Task statement: Write out exactly the lines from the first line of the records below through the line that contains "Mark every instance of the grass", and stop there.

Available data:

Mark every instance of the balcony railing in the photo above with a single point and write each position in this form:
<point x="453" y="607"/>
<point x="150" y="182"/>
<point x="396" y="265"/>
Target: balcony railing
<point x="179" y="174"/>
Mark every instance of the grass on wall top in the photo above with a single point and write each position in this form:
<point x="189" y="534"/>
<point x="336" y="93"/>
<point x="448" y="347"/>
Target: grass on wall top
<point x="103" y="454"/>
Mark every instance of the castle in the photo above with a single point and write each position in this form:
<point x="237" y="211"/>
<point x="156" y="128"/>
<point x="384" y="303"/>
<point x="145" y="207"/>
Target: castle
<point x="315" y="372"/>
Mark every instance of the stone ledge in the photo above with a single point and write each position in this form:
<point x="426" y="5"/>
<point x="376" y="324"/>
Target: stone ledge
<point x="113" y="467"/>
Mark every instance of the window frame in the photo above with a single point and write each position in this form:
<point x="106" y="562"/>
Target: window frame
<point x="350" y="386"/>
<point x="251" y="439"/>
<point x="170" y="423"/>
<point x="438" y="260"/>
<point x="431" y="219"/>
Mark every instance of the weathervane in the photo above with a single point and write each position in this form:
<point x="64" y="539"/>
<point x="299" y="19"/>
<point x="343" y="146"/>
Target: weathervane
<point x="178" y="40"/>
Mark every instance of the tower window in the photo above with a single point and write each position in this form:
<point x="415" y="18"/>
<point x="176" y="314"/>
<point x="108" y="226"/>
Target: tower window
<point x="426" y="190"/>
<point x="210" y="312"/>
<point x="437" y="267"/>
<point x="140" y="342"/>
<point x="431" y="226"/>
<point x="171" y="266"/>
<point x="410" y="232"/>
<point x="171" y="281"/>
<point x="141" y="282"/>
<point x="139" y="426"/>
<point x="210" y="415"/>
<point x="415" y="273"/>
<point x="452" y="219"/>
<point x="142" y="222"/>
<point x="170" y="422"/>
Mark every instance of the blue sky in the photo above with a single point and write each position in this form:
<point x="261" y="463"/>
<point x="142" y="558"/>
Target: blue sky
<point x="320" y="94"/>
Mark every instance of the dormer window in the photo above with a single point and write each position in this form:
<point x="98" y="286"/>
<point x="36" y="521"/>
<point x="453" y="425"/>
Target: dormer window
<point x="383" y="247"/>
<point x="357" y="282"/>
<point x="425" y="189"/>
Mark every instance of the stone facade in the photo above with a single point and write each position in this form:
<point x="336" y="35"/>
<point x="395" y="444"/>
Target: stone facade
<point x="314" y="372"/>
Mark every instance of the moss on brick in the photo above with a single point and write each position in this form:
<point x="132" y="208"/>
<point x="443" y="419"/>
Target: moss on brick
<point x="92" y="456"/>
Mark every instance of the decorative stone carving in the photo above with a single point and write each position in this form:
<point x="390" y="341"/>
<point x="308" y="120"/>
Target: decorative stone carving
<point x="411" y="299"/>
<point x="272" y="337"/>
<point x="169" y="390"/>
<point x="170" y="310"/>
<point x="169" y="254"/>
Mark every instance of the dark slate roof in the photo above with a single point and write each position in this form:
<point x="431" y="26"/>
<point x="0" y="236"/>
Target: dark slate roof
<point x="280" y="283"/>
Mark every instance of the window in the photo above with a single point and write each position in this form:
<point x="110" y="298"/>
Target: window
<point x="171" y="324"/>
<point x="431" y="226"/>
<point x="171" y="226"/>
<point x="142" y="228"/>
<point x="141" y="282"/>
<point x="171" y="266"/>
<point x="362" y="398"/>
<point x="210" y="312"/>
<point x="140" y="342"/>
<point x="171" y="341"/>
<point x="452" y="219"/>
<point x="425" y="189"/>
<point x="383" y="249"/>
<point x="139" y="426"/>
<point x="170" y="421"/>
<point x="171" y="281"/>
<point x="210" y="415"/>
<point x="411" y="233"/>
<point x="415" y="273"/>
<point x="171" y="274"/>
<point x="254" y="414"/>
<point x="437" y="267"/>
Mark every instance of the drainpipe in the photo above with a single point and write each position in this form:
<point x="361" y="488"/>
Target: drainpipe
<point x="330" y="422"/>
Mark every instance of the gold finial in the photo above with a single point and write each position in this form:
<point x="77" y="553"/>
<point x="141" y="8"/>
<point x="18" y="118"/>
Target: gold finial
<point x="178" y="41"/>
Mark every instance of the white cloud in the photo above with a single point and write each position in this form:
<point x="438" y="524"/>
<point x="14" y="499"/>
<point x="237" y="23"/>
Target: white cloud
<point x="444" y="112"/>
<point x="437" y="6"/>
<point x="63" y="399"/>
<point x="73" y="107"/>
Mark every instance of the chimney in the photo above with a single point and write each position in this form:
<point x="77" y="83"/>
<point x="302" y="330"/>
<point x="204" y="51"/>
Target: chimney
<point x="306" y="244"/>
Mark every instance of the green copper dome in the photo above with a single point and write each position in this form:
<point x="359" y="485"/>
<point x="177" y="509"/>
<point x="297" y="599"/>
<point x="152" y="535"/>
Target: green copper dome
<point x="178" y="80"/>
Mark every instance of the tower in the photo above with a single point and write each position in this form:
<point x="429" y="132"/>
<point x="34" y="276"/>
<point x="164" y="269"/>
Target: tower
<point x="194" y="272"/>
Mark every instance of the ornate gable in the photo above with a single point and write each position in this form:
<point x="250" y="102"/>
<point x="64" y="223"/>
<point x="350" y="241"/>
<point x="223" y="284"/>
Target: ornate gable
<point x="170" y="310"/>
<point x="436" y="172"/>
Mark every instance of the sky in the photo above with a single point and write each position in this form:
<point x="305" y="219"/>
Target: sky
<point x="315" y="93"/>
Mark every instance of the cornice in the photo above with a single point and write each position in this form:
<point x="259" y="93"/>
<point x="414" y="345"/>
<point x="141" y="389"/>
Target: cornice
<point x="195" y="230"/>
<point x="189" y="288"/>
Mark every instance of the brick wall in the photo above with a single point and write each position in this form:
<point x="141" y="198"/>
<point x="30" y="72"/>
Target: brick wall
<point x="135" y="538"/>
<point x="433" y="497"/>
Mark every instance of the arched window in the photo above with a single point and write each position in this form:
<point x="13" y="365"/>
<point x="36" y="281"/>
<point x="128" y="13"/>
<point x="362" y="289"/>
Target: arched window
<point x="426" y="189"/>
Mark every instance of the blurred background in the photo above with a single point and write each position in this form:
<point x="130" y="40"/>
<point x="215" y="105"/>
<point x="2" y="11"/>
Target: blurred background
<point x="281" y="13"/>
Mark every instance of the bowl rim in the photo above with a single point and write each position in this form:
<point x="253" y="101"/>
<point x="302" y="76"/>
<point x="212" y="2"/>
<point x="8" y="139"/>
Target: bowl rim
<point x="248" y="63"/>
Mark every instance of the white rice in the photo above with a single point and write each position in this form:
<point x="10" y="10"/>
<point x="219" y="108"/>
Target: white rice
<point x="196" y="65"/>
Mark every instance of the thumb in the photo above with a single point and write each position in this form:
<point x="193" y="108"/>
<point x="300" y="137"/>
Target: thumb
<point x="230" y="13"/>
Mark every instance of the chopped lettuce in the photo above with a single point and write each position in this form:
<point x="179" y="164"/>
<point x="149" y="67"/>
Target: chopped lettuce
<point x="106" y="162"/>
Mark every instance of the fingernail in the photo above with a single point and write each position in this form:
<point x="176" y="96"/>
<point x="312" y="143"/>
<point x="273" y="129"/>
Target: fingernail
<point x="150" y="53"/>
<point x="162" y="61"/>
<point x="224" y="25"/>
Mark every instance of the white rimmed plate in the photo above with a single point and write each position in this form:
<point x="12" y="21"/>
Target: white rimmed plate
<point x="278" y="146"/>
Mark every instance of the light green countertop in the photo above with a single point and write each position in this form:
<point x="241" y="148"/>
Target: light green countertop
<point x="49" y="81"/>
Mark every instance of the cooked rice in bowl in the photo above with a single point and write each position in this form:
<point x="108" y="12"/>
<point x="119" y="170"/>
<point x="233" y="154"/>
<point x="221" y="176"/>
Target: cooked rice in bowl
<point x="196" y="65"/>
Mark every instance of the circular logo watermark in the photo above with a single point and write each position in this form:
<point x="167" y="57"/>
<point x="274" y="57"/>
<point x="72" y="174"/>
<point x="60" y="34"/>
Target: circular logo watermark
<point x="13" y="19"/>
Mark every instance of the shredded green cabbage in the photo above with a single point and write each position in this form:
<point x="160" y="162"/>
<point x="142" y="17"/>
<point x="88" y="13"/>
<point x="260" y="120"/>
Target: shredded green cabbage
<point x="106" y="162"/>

Your solution:
Mark every instance of the balcony railing in the photo above with a single point and write each position in this form:
<point x="453" y="607"/>
<point x="150" y="182"/>
<point x="396" y="265"/>
Target: balcony railing
<point x="179" y="174"/>
Mark every instance of the grass on wall top in the photo above with a single point and write each position in this form:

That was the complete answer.